_Problem requirements_
In the hiking blog post below, what number of summits is the writer aiming to reach?

_Passage provided_
If you would like to follow Isis, feel free to like her page Hiking Pup Isis


Saturday, November 22, 2014

Liberty and Flume for a Thankful November.

                                   
         I have shown a lot of love to Liberty and Flume this year and November was no different. I remember last year how the entire ridge eluded me for the weather so, I guess I was making up for it. This area can be tricky for sure. Last week, I was on Lafayette and Lincoln so, to finish the ridge for the month seemed appropriate. For those that are new to the blog, let me catch you up. I'm primarily a solo hiker (although open to hiking with others) who is working on her Grid or the New Hampshire 48x12 or completing the New Hampshire 48 in all 12 months of the calendar year. I have given myself a lifetime to complete this latest goal so, I will be hiking for a long time. What ever life may bring, I'll still find my way to the mountains. I'm shooting for the number 576 and as of today, I find myself at 29.9% and will close November for this year probably over 30%. The goal is to keep moving forward as with most of my life.

_Data entries_
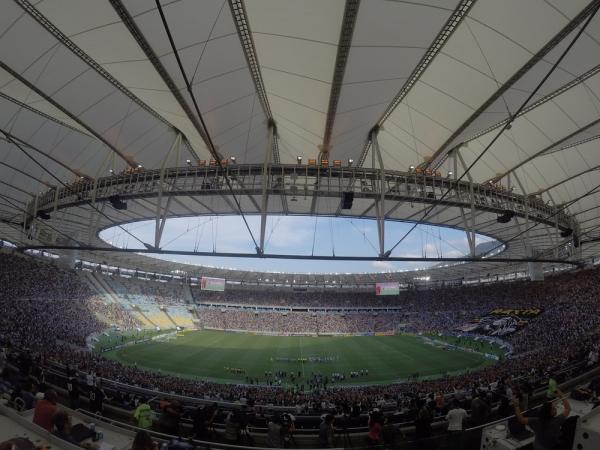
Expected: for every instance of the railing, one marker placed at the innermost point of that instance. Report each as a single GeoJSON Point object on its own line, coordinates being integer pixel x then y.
{"type": "Point", "coordinates": [295, 180]}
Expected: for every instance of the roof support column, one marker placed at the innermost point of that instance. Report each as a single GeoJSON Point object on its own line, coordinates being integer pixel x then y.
{"type": "Point", "coordinates": [265, 191]}
{"type": "Point", "coordinates": [469, 228]}
{"type": "Point", "coordinates": [380, 203]}
{"type": "Point", "coordinates": [99, 172]}
{"type": "Point", "coordinates": [161, 215]}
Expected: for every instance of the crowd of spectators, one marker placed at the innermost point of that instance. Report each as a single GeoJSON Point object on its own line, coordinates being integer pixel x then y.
{"type": "Point", "coordinates": [49, 311]}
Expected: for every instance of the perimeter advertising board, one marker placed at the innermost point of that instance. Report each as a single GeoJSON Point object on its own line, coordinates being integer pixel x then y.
{"type": "Point", "coordinates": [212, 284]}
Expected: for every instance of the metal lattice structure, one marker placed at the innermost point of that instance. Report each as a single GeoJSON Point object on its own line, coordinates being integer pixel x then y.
{"type": "Point", "coordinates": [448, 113]}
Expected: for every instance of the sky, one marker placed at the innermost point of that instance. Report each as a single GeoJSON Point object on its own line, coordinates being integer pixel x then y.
{"type": "Point", "coordinates": [298, 235]}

_Result for this exercise_
576